| TEXT BLOCK |

EDIT Just read your question again: If you look at the sample images (link some posts above) you see that the DS lens makes smaller bokeh balls, but with a nicer (= missing) outline. /EDIT
The apodization filter works like an aperture but with a gradient - not a hard transition between 100% transmission and 0% transmission like a standard aperture. Usually bokeh balls are images from the aperture - at f/8 you can see very often the number of blades, wide open you see the aperture defined by the smallest "hole" in the light path. The apotization filter close to the aperture blades makes a soft transition of clear in the center to dark in the outside and the bokeh balls reflect (not optically) the softer transition from the bright center to the dimmed outer regions.
Another argument for "clear in the center" is the fact that stopped down the DS lens works like the non-DS lens. Here you use only the clear part of the "filter" hence there is no difference to other lenses.
If you want to experiment a little bit cut out a star shaped hole with the outer diameter of a bright short tele lens and put it on the lens front. Wide open you will see a star shaped bokeh, stopping down the effect is vanishing because the effective aperture is inside the star shaped hole. And if you do not like to bother with a star shape, use a flat rectangle to make rectangularish bokeh "balls" ...

[Extracted data entries]
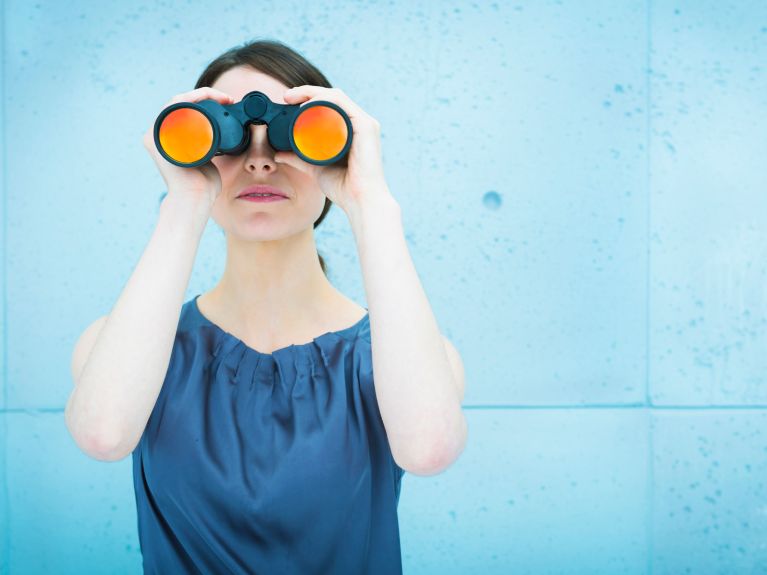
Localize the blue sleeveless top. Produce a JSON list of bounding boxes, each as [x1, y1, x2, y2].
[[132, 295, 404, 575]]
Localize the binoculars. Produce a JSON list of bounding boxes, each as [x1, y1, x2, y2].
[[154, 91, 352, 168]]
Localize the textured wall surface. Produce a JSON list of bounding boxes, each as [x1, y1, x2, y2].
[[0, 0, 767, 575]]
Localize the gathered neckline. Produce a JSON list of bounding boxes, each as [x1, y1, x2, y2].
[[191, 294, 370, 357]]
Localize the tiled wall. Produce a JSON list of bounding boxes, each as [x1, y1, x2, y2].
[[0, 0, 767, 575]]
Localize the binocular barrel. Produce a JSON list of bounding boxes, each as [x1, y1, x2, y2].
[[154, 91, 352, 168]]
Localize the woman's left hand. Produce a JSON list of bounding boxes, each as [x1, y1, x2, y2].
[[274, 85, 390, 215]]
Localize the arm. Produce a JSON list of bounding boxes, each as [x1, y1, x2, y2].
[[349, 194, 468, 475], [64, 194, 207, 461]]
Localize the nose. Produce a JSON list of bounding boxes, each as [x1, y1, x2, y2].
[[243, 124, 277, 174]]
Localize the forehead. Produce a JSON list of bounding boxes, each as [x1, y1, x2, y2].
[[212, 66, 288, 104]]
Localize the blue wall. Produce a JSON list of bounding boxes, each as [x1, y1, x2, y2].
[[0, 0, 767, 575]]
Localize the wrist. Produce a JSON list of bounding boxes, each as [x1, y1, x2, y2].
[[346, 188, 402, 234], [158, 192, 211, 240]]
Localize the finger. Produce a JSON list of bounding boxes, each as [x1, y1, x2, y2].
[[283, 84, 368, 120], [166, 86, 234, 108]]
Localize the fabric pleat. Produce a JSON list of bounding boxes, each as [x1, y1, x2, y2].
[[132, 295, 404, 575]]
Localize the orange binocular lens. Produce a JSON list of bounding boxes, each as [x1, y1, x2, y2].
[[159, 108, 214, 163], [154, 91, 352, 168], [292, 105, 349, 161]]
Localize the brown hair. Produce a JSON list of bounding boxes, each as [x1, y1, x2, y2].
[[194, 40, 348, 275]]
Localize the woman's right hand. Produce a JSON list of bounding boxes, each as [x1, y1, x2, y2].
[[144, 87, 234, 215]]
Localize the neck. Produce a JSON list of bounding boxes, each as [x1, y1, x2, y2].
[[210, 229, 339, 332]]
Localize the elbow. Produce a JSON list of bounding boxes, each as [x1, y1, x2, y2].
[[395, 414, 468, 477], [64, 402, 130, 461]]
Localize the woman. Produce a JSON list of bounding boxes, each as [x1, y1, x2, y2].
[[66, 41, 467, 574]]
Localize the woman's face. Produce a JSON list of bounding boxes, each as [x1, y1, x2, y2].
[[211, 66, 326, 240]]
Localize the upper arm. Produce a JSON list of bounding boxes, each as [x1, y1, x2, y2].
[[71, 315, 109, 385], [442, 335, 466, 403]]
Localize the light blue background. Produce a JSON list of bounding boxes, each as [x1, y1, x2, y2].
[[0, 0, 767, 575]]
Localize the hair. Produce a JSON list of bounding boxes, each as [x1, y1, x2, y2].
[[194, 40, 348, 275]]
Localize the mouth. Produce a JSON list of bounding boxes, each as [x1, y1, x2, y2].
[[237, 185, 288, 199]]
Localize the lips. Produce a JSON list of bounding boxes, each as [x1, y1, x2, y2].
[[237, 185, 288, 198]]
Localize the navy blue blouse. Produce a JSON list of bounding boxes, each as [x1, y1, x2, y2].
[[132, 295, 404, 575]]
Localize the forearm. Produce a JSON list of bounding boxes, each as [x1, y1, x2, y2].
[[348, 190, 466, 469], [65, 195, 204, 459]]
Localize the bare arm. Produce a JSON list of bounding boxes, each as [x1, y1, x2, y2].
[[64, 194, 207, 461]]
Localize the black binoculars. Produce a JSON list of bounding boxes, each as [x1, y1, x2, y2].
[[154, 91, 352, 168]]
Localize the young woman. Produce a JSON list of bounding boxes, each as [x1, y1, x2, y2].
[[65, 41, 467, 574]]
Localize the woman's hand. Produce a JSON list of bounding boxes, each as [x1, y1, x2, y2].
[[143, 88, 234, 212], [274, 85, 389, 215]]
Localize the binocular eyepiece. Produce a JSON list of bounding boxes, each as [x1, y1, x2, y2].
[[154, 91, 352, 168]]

* * *

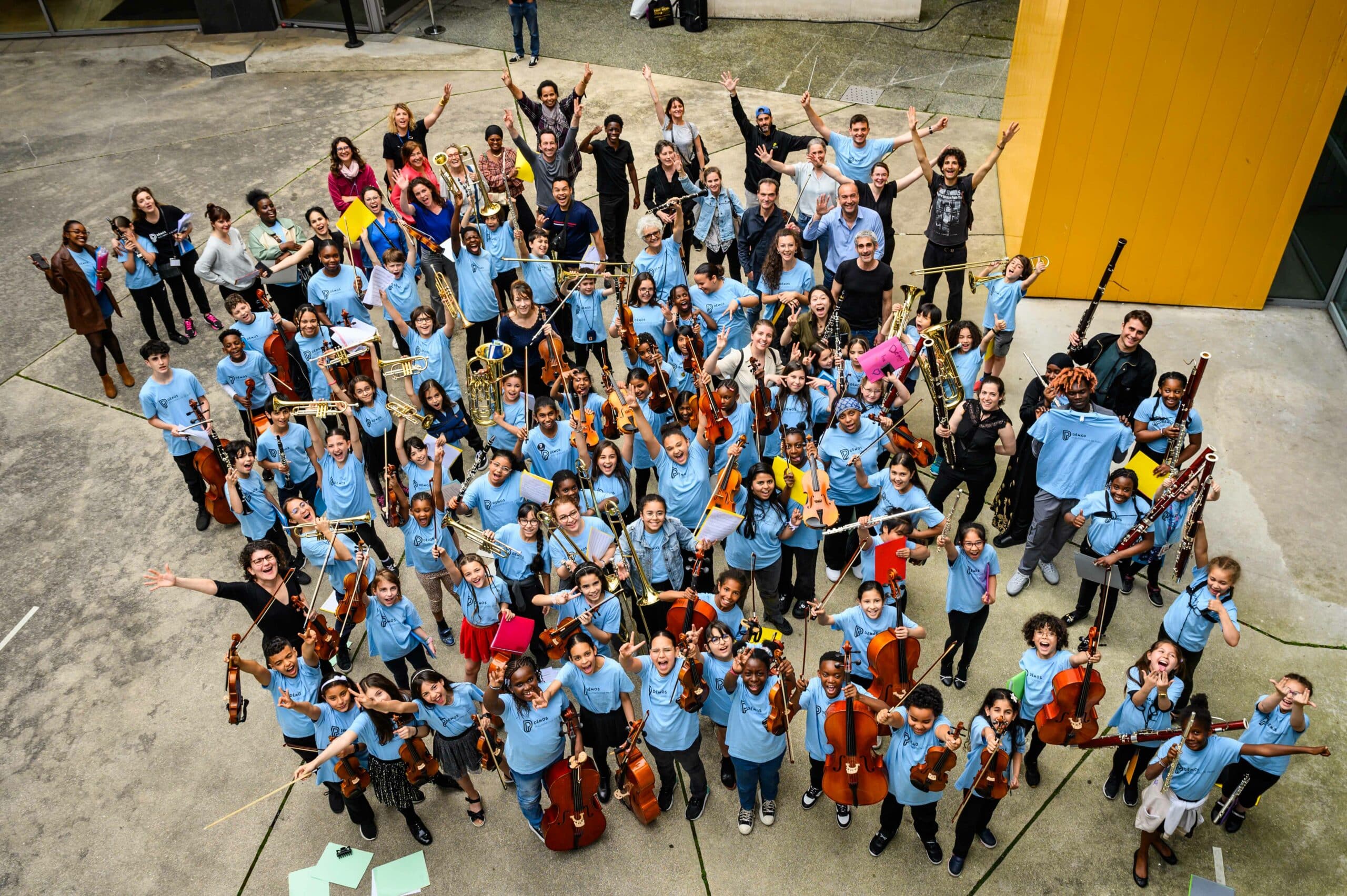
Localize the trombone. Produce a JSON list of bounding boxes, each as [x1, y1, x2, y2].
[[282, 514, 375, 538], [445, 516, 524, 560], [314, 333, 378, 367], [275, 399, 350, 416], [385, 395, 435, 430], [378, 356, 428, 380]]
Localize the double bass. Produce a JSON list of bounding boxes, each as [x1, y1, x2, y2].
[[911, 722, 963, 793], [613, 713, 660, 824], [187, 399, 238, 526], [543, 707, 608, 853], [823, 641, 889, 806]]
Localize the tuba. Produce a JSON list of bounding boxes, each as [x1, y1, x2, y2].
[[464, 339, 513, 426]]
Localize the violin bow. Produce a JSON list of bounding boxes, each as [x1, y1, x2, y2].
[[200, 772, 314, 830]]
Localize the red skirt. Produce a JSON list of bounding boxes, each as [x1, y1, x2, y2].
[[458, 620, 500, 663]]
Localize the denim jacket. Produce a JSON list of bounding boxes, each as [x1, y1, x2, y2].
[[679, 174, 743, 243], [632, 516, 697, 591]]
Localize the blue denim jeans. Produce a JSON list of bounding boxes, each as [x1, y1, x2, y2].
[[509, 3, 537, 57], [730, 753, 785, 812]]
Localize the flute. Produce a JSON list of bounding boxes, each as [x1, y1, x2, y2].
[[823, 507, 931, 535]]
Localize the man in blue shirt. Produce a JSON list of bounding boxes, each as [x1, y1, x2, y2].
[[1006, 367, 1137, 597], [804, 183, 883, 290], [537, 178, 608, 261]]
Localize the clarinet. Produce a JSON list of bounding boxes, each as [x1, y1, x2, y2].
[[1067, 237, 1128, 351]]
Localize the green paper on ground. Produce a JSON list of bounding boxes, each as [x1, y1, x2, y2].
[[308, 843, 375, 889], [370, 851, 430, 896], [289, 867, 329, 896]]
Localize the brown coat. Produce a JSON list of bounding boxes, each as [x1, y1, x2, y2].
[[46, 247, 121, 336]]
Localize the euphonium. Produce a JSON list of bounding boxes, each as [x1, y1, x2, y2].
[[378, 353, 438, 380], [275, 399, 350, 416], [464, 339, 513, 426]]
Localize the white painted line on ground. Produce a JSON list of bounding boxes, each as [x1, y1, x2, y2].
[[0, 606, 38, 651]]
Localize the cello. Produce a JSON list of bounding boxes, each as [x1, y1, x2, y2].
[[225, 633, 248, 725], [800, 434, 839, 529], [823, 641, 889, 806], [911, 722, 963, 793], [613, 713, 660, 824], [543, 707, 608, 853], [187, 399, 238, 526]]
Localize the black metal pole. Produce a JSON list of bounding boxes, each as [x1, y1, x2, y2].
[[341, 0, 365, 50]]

| TASKS AND EXERCISES |
**a)** In the apodization filter text, why does the DS lens behave like the non-DS lens once it is stopped down?
**b)** Count the lines of the entries that contain the string "hand", with case counting, and give only the number.

| ANSWERS |
**a)** Stopped down, the lens uses only the clear central part of the filter. So there is no difference from other lenses.

**b)** 3